→ **Entries supplied**
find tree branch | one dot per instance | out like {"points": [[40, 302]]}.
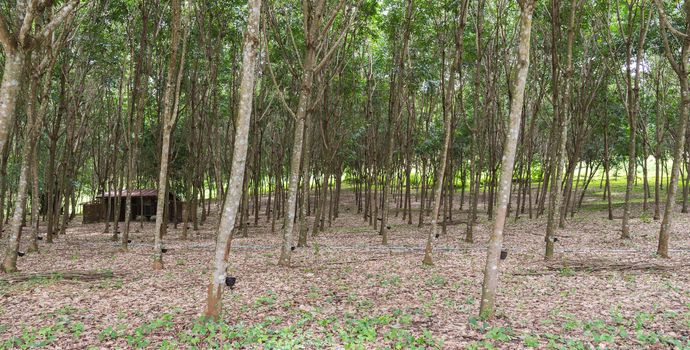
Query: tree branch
{"points": [[5, 37], [55, 21]]}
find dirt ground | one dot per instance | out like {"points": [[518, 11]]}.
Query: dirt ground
{"points": [[348, 291]]}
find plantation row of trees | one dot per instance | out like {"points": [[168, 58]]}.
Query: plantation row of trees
{"points": [[276, 107]]}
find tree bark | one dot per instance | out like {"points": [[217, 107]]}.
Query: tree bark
{"points": [[490, 283]]}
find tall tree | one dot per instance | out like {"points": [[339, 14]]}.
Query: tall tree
{"points": [[170, 100], [239, 160], [680, 66], [493, 251]]}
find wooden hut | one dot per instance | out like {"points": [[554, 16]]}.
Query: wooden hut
{"points": [[144, 203]]}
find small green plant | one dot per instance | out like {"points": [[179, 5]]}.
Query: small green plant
{"points": [[500, 334], [645, 217], [566, 271], [108, 334], [530, 341], [77, 329]]}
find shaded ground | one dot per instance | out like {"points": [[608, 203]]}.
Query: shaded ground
{"points": [[348, 291]]}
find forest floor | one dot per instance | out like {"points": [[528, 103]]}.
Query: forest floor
{"points": [[348, 291]]}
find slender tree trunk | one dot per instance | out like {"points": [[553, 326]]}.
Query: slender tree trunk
{"points": [[490, 284], [227, 222], [168, 120]]}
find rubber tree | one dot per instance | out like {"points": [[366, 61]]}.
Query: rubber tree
{"points": [[680, 66], [170, 99], [448, 96], [493, 251], [239, 161], [19, 36]]}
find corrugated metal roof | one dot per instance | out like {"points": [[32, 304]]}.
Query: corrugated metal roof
{"points": [[135, 193]]}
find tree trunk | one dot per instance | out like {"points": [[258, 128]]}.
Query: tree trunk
{"points": [[168, 120], [493, 252]]}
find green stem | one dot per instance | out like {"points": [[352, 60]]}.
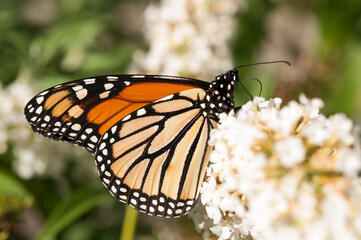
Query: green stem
{"points": [[129, 223]]}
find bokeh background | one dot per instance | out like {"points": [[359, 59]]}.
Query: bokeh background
{"points": [[50, 190]]}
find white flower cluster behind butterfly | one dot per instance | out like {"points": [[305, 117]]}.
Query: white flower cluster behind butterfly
{"points": [[188, 37], [285, 173]]}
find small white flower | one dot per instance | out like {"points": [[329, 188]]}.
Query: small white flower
{"points": [[283, 173], [291, 151]]}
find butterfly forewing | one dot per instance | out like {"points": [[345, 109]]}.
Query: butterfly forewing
{"points": [[153, 158], [81, 111], [149, 133]]}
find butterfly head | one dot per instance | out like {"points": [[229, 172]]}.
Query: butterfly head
{"points": [[221, 92]]}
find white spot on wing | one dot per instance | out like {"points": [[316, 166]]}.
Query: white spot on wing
{"points": [[141, 112], [82, 94], [39, 110], [77, 88], [39, 100], [108, 86], [76, 127]]}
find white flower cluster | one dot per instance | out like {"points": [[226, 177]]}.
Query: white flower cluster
{"points": [[188, 37], [34, 155], [282, 173]]}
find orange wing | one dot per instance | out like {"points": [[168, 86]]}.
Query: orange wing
{"points": [[81, 111], [155, 158]]}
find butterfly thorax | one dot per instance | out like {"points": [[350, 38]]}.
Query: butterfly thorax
{"points": [[220, 94]]}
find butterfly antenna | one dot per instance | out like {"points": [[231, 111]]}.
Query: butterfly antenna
{"points": [[260, 63], [245, 89], [255, 79]]}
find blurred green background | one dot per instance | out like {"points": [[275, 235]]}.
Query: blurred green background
{"points": [[45, 42]]}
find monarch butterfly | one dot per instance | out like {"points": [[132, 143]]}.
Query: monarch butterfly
{"points": [[148, 133]]}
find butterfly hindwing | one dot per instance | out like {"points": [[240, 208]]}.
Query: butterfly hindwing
{"points": [[155, 158]]}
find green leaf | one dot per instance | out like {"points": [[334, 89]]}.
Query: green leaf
{"points": [[10, 186], [70, 209]]}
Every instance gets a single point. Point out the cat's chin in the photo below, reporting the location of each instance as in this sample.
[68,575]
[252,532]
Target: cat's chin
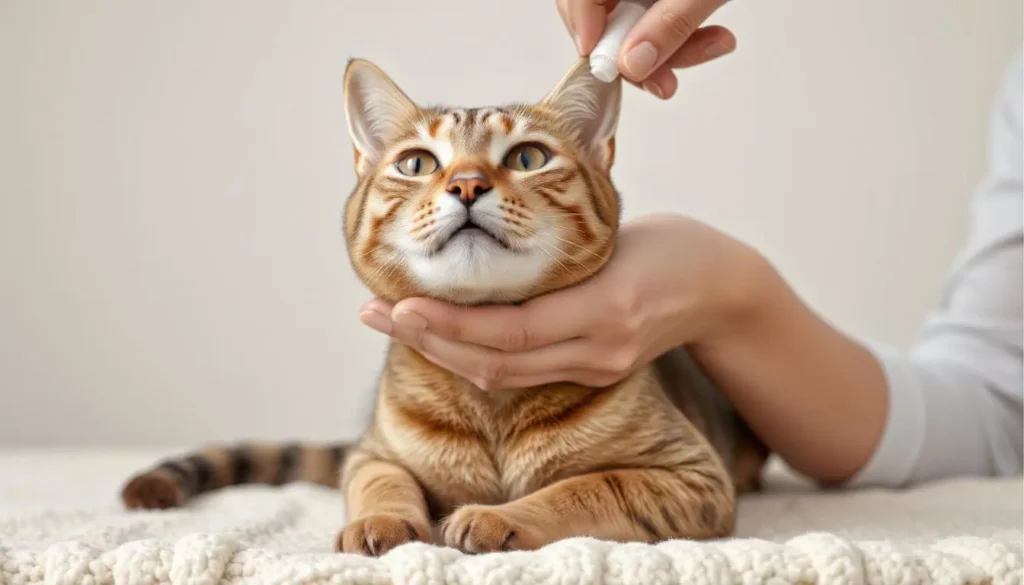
[475,269]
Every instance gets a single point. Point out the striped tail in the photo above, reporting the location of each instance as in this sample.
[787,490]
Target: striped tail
[172,482]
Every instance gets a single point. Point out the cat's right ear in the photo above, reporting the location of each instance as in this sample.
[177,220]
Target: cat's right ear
[375,109]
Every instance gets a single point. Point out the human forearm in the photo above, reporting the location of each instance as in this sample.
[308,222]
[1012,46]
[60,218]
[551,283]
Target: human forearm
[816,397]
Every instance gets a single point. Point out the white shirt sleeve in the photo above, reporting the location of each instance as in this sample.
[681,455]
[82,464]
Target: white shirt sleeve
[955,399]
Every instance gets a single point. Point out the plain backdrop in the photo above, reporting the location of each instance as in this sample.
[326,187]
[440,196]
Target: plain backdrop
[172,175]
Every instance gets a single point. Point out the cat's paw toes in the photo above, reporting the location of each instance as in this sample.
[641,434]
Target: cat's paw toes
[483,529]
[378,534]
[154,490]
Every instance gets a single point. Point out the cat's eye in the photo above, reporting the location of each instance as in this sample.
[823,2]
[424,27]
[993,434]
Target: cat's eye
[417,163]
[526,158]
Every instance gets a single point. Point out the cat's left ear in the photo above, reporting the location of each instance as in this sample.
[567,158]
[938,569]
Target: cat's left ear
[591,107]
[376,110]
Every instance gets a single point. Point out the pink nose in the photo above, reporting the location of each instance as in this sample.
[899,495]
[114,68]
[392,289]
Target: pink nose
[468,187]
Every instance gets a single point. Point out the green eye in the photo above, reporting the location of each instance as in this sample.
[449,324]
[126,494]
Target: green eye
[417,163]
[526,158]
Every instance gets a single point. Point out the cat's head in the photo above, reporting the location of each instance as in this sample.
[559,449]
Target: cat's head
[483,204]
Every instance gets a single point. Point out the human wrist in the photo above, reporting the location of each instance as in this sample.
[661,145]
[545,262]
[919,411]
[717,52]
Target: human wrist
[753,294]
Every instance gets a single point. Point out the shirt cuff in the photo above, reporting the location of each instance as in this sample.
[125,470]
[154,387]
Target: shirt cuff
[894,457]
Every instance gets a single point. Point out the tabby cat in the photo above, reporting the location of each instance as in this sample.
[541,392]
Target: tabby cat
[497,205]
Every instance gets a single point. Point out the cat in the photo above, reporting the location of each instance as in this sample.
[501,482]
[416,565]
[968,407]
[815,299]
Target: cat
[497,205]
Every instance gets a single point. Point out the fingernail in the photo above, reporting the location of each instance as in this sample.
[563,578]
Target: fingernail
[716,50]
[410,319]
[652,87]
[376,321]
[639,61]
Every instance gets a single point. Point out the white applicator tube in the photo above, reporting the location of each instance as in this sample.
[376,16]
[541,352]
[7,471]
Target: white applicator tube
[604,57]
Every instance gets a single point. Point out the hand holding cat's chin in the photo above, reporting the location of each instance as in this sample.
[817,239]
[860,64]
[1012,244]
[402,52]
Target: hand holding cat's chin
[671,281]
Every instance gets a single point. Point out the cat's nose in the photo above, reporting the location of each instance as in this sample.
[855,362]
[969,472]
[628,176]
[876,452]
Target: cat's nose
[469,186]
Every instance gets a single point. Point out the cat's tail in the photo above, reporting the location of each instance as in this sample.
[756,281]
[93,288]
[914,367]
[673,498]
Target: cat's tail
[172,482]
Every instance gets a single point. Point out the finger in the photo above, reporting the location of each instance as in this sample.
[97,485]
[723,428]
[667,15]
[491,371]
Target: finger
[662,83]
[706,44]
[586,377]
[659,33]
[492,367]
[589,18]
[545,320]
[487,368]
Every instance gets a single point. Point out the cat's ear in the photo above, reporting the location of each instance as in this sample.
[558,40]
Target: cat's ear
[591,107]
[375,108]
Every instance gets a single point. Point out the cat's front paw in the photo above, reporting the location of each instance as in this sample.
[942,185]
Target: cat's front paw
[485,529]
[378,534]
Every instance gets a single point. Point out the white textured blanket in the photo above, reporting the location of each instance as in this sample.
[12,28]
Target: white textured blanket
[60,523]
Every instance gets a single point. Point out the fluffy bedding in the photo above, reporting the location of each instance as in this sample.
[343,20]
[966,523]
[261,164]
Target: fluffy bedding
[61,524]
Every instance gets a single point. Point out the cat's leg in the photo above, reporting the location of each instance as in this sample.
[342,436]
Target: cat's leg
[385,508]
[644,505]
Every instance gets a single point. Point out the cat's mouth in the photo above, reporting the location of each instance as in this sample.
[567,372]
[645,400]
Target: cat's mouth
[472,231]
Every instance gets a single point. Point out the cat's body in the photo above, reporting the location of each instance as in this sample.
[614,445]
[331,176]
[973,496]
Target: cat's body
[499,205]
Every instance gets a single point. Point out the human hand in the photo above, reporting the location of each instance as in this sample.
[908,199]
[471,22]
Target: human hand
[668,36]
[671,281]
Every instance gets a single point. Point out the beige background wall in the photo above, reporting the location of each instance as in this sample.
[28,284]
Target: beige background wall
[172,174]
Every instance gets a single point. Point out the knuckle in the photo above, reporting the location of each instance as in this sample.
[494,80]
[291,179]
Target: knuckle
[492,374]
[516,339]
[678,24]
[622,361]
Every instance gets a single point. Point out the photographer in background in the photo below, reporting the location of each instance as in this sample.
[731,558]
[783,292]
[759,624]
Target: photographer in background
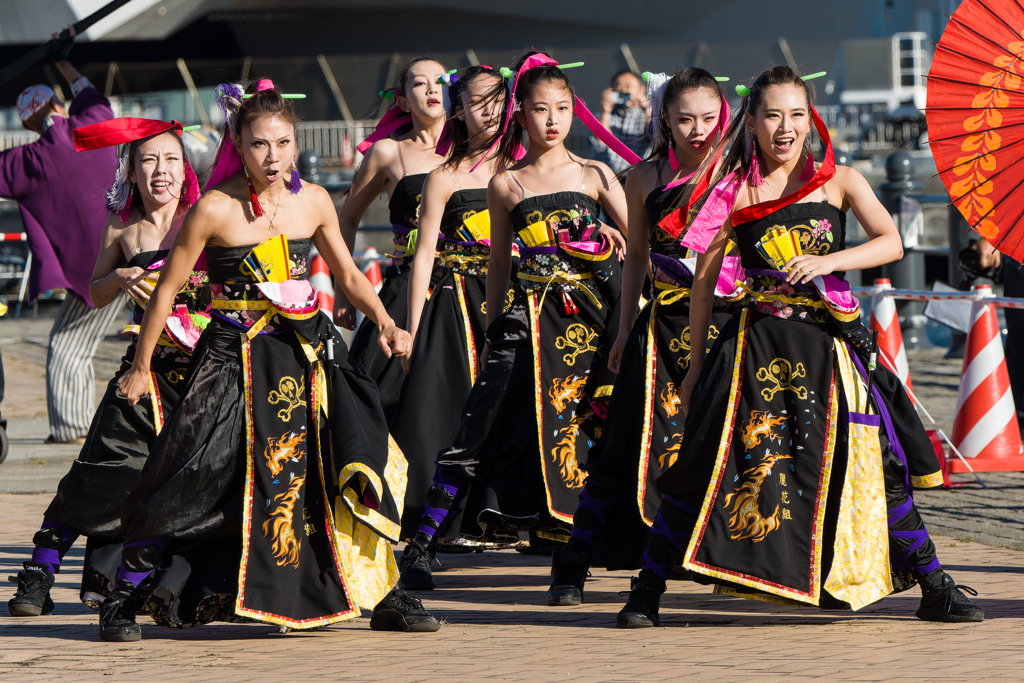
[624,112]
[1013,286]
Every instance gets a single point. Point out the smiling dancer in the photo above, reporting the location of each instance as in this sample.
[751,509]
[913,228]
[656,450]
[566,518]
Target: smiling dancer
[267,495]
[154,188]
[448,334]
[644,425]
[396,162]
[794,478]
[536,406]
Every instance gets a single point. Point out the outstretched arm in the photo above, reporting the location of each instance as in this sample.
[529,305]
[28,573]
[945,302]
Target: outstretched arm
[350,280]
[108,278]
[367,185]
[637,259]
[885,245]
[188,245]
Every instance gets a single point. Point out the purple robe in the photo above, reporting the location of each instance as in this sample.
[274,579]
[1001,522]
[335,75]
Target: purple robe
[61,197]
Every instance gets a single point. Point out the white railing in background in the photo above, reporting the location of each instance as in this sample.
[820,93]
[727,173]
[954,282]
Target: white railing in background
[335,140]
[12,138]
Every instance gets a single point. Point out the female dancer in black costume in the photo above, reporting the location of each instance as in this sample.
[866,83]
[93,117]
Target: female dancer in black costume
[785,487]
[449,334]
[147,202]
[396,162]
[267,496]
[535,409]
[644,425]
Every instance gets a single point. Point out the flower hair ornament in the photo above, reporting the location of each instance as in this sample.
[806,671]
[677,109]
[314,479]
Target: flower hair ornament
[124,131]
[751,157]
[580,110]
[228,162]
[657,131]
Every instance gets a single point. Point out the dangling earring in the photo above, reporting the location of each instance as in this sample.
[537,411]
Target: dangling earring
[294,182]
[808,171]
[125,213]
[257,209]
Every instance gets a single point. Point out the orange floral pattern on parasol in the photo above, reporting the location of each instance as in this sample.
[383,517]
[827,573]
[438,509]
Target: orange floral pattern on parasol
[976,118]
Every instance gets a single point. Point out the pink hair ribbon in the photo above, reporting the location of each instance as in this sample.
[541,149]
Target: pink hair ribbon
[580,110]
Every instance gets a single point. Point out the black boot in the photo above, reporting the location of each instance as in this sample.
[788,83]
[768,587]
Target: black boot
[641,609]
[569,566]
[33,595]
[117,614]
[401,611]
[942,600]
[415,568]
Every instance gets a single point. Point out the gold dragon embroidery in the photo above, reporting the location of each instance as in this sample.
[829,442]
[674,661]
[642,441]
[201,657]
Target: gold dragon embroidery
[280,450]
[288,392]
[745,520]
[670,399]
[286,546]
[564,453]
[780,374]
[672,455]
[564,391]
[580,338]
[759,426]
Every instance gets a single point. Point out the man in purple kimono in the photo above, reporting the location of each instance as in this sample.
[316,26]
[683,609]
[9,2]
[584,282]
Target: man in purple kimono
[62,205]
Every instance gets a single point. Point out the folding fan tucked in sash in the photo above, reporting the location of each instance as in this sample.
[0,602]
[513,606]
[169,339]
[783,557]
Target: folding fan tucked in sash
[976,118]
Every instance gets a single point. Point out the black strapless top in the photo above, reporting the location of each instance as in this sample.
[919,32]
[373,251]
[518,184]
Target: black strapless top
[224,263]
[658,205]
[556,207]
[404,202]
[820,225]
[462,205]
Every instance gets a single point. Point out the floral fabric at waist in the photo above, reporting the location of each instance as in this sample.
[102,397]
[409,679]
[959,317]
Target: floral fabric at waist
[544,269]
[248,307]
[817,302]
[468,258]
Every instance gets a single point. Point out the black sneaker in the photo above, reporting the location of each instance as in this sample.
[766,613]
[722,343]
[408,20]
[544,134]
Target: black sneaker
[947,603]
[641,609]
[117,614]
[569,566]
[401,611]
[415,568]
[33,595]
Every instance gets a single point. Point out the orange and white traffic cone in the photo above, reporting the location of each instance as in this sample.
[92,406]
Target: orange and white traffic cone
[985,428]
[320,276]
[885,319]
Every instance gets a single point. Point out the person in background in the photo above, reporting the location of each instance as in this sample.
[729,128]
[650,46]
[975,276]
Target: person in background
[60,194]
[1013,286]
[624,112]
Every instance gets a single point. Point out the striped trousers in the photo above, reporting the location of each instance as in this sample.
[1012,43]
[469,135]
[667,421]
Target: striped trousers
[70,377]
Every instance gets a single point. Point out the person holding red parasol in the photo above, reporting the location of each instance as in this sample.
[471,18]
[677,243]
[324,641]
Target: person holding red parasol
[794,477]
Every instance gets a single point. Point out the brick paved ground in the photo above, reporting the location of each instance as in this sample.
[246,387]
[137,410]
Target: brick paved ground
[498,628]
[497,625]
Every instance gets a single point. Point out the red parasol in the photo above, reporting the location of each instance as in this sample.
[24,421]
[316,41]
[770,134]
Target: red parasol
[976,118]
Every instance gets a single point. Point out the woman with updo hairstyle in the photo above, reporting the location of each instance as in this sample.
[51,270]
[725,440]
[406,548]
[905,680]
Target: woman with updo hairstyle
[795,475]
[643,427]
[153,189]
[448,332]
[267,494]
[519,454]
[398,156]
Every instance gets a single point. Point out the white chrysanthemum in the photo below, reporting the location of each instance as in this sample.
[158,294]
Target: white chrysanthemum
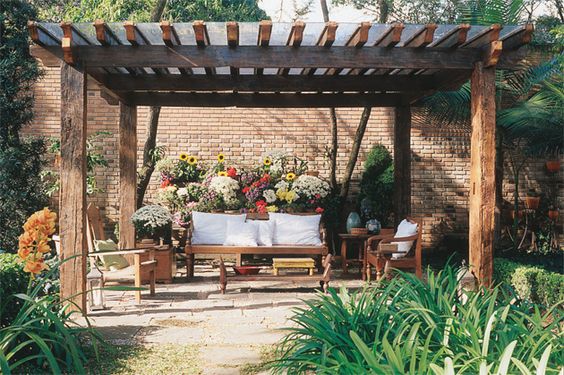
[310,186]
[269,195]
[226,187]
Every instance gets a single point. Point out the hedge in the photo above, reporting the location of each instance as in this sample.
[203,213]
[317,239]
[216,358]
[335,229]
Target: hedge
[531,283]
[12,280]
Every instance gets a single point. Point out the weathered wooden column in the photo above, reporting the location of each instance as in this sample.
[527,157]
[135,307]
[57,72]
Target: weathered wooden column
[402,163]
[482,173]
[72,205]
[127,173]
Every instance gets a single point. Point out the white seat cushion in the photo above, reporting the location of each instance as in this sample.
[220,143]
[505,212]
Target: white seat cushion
[296,229]
[265,229]
[241,234]
[210,229]
[405,229]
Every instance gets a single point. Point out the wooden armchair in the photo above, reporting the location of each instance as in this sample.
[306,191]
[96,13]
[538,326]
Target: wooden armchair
[134,256]
[380,248]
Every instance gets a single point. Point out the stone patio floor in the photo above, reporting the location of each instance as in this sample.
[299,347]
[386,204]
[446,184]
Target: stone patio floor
[231,330]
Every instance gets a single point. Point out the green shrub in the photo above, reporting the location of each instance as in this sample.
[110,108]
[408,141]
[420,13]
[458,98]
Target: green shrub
[410,326]
[12,280]
[531,283]
[377,185]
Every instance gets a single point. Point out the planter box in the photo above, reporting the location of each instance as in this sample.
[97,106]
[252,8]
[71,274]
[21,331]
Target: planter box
[166,266]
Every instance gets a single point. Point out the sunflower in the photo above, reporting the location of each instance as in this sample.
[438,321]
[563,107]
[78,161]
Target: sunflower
[192,160]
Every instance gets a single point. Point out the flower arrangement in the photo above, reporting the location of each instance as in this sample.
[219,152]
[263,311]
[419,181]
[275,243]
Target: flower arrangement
[151,220]
[33,243]
[277,184]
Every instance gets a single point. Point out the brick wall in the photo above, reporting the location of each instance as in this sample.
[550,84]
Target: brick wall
[440,155]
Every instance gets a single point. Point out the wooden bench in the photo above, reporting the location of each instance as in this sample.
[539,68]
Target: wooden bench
[190,250]
[323,278]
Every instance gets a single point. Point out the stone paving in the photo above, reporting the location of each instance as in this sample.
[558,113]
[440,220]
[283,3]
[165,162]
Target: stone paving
[230,329]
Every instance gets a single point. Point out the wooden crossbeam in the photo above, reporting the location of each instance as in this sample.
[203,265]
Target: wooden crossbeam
[326,39]
[268,83]
[357,39]
[455,37]
[233,41]
[171,39]
[518,37]
[263,39]
[484,37]
[388,39]
[294,39]
[202,39]
[261,100]
[136,38]
[278,57]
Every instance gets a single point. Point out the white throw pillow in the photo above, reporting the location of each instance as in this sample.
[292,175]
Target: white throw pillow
[296,229]
[241,234]
[405,229]
[265,229]
[210,229]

→ **Task description**
Look above for the line that contains "Query: plantation row of trees". Starting there, transcribe every line exactly until you have copied the line that contains "find small green".

→ **Solution to this exercise**
Query: plantation row of trees
{"points": [[276, 107]]}
find tree bark | one dot per instance | out like {"points": [[217, 107]]}.
Query: tree bark
{"points": [[490, 283]]}
find tall tree | one dot per instance | out like {"points": [[339, 14]]}.
Query: tall tree
{"points": [[170, 100], [239, 160], [680, 66], [493, 251]]}
find wooden hut | one dot per instance | out like {"points": [[554, 16]]}.
Query: wooden hut
{"points": [[144, 203]]}
find small green plant | one dot per instance | out like {"points": [[179, 5]]}.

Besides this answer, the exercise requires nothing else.